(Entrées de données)
——————
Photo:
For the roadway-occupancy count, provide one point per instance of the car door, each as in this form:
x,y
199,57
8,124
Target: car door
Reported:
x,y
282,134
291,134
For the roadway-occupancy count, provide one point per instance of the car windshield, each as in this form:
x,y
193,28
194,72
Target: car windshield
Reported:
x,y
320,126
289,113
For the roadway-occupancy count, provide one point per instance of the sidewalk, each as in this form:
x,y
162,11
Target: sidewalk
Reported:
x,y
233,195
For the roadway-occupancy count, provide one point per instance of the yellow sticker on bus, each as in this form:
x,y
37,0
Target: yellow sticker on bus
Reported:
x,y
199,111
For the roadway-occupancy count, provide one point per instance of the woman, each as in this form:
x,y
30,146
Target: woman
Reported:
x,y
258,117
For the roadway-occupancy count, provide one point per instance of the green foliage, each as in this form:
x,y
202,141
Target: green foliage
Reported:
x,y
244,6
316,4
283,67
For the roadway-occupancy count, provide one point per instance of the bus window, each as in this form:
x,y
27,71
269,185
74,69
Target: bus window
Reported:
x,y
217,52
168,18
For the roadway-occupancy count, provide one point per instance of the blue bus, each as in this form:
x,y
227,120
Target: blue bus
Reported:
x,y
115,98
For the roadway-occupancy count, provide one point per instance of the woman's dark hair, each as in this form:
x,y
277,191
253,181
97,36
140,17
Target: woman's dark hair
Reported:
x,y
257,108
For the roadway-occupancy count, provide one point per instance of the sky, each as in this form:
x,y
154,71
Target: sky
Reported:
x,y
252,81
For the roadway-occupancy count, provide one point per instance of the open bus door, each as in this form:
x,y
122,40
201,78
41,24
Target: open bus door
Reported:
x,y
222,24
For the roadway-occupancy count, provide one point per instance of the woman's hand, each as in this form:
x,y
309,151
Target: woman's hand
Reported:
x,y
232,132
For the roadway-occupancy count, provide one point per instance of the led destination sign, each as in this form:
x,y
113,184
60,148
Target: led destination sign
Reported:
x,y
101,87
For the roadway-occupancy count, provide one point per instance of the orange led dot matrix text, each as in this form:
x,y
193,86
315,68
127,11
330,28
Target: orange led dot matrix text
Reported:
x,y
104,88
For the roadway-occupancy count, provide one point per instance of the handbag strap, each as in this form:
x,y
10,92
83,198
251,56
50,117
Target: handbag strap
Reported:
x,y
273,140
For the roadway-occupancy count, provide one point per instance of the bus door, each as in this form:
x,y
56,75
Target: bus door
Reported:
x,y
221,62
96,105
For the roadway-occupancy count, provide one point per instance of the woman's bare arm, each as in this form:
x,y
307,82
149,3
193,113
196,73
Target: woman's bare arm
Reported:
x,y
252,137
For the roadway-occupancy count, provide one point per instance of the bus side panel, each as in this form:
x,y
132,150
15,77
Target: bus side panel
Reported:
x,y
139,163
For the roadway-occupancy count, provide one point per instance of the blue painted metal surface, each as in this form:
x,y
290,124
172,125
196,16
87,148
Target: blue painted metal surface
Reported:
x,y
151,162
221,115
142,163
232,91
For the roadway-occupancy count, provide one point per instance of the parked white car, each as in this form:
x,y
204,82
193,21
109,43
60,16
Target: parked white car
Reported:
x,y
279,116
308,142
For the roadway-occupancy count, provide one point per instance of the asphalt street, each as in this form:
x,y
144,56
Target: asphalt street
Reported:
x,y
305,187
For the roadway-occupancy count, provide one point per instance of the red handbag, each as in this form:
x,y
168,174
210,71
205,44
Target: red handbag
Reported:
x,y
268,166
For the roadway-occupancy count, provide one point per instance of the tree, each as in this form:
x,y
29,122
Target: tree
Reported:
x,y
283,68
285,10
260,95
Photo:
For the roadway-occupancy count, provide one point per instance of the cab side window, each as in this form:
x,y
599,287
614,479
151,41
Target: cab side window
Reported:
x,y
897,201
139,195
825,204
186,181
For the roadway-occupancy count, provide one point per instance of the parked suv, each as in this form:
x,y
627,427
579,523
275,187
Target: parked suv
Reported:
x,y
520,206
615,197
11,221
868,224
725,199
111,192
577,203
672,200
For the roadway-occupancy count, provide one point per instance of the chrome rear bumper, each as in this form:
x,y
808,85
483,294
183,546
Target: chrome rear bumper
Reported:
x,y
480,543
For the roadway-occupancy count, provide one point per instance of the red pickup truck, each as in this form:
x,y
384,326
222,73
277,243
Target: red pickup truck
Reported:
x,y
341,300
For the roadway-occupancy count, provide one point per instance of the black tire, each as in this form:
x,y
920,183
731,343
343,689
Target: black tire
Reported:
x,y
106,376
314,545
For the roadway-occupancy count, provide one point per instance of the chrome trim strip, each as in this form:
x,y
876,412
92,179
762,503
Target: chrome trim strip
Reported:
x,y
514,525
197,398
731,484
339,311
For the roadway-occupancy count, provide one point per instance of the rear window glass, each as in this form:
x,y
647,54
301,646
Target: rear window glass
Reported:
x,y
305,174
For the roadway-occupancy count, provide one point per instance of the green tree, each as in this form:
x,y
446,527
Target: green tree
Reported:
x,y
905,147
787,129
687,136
——————
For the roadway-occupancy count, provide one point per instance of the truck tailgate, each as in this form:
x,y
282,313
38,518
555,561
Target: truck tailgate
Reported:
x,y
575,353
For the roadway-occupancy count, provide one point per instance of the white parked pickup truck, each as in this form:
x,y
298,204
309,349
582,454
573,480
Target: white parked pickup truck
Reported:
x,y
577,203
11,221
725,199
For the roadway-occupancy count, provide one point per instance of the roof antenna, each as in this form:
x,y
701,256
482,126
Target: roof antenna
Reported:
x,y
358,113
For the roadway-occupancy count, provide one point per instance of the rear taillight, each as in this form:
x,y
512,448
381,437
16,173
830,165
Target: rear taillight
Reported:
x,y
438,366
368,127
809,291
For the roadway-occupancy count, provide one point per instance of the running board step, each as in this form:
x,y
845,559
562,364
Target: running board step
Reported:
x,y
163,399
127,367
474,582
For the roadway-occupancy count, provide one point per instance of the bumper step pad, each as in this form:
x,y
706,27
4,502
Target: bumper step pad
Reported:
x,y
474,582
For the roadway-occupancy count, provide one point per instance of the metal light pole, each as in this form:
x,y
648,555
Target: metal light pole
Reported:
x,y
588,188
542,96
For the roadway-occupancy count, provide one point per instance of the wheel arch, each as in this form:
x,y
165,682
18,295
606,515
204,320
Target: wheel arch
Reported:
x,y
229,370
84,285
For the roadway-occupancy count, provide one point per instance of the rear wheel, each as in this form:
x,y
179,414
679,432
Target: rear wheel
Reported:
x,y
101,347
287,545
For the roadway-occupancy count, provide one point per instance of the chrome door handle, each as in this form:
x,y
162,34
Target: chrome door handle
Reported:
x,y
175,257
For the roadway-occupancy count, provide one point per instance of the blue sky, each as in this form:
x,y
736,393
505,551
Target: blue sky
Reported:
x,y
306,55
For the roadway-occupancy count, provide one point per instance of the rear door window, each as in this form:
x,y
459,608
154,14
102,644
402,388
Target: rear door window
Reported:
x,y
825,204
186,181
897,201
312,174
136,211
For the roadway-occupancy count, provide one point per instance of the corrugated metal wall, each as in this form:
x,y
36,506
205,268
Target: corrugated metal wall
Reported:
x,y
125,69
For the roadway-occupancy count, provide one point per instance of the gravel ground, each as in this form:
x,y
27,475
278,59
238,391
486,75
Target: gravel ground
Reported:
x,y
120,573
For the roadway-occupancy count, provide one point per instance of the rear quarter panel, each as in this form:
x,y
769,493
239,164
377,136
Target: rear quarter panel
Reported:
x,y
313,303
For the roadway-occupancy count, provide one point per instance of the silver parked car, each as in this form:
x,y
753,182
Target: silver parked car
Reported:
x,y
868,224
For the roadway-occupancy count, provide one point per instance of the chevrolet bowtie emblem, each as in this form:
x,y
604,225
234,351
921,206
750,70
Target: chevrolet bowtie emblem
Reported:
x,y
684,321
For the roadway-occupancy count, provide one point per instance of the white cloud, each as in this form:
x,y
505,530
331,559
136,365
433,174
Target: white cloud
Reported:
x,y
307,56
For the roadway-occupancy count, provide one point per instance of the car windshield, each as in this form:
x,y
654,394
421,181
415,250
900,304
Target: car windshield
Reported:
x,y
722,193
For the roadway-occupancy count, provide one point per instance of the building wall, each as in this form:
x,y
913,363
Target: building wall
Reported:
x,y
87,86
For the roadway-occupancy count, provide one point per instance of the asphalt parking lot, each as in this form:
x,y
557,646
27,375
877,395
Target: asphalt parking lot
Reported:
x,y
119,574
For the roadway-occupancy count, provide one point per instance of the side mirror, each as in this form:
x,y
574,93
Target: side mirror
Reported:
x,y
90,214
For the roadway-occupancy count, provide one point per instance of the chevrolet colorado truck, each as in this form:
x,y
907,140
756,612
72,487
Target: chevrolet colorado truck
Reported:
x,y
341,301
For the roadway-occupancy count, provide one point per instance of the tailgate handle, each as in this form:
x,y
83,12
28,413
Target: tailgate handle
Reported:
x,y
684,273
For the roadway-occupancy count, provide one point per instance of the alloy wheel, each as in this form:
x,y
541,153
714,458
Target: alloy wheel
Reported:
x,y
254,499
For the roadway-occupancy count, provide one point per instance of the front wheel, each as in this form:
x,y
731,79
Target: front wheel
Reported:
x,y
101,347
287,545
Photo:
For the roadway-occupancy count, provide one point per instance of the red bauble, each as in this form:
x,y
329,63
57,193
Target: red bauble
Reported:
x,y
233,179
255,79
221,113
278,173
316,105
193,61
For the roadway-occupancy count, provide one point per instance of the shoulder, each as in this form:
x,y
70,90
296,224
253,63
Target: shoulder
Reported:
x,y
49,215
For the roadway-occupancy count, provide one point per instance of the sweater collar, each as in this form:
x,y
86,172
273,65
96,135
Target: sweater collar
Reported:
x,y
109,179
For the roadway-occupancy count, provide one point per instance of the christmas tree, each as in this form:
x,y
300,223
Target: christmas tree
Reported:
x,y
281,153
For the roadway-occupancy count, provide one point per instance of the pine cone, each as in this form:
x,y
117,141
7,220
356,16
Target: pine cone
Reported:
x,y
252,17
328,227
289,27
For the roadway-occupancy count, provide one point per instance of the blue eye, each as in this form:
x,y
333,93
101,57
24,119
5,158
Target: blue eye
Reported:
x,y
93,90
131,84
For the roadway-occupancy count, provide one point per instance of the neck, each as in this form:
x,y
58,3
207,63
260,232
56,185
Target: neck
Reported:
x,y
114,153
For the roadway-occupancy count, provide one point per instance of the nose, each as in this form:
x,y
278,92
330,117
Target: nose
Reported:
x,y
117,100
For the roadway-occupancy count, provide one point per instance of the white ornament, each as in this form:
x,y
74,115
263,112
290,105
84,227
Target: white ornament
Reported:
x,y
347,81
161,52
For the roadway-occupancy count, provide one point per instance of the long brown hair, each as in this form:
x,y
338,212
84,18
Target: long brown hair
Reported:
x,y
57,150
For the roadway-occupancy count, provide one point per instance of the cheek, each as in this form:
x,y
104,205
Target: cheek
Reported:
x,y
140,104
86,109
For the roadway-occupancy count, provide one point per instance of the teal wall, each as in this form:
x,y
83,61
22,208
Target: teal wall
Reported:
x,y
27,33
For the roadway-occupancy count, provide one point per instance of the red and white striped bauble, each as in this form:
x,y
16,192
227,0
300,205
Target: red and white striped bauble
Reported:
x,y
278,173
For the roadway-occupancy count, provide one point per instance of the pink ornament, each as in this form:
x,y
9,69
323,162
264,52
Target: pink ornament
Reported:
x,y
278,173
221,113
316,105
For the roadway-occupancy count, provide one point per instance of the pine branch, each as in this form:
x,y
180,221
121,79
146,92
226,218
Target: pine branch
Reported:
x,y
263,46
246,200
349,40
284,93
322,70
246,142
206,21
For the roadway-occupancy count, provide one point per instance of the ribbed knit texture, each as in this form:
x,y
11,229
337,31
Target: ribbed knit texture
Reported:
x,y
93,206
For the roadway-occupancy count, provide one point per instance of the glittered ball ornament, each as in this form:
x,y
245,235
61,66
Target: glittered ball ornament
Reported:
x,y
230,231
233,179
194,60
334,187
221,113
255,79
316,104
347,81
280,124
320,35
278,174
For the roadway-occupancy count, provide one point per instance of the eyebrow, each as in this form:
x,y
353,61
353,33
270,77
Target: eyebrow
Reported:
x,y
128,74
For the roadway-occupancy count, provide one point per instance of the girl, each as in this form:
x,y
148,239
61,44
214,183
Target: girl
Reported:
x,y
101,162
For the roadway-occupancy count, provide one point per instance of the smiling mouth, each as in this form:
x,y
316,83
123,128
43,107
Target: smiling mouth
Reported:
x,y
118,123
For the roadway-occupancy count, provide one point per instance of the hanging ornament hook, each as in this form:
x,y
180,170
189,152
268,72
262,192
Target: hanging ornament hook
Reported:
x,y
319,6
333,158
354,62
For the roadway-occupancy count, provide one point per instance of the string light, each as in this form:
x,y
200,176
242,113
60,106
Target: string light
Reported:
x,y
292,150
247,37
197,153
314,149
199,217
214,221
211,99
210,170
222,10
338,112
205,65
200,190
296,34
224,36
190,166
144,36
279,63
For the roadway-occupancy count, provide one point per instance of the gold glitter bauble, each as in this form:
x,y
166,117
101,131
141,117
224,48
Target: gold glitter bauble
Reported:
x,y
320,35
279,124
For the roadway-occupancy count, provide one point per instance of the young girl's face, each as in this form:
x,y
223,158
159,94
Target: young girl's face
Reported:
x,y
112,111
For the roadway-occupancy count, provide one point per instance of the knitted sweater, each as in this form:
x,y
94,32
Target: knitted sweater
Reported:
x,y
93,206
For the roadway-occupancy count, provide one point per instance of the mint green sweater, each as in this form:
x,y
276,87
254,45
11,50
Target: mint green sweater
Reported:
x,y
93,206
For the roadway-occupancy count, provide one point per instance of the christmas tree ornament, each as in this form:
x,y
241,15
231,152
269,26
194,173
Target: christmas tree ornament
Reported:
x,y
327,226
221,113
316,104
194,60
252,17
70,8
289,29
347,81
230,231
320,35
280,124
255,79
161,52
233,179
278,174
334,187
——————
__Travail demandé__
Extrayez du matériel ci-dessus chaque ligne qui contient le mot « nose ».

__Résultat complet__
For the roadway-occupancy count, provide one point per instance of the nose, each as in this form:
Target: nose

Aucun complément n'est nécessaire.